(A block of data)
************

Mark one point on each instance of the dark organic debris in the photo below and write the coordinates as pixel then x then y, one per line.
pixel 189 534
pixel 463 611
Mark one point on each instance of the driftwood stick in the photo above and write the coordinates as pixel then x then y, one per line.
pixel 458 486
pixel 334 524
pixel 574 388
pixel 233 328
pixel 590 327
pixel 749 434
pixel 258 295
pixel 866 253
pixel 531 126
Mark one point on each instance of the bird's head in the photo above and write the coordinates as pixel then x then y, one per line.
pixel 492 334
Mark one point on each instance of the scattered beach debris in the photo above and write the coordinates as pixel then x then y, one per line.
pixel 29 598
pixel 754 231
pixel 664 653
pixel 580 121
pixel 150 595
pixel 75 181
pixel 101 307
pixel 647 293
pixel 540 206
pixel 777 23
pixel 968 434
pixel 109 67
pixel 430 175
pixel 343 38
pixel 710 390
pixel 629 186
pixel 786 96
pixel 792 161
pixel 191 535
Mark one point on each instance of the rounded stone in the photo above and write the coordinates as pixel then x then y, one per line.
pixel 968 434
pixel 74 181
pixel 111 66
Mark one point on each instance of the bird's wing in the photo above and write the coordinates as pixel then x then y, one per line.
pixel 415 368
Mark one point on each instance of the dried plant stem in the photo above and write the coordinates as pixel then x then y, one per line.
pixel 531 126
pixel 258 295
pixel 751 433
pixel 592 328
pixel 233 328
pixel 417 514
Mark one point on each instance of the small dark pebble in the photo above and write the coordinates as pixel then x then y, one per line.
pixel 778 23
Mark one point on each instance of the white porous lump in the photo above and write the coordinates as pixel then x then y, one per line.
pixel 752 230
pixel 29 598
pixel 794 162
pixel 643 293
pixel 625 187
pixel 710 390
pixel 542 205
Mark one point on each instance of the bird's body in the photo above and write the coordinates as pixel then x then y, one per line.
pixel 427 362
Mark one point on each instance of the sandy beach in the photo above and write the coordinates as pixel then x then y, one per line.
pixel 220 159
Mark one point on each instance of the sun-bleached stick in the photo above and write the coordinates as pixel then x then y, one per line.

************

__GOAL__. Copy the rows word for word, beginning at the first line and stopping after the line that has "pixel 492 334".

__EXERCISE ANSWER__.
Mark one point on each instance of the dark organic debris in the photo below and write the coordinates as pixel then x then y, one per line.
pixel 189 534
pixel 463 611
Mark one point on each instance of the driftwood stick in the photo above and write the coordinates as pixel then x then y, one per line.
pixel 458 486
pixel 334 524
pixel 574 388
pixel 233 328
pixel 590 327
pixel 749 434
pixel 258 295
pixel 866 253
pixel 531 126
Mark one point on each instance of the bird's head in the photo above and write the coordinates as pixel then x then y, one per line.
pixel 492 334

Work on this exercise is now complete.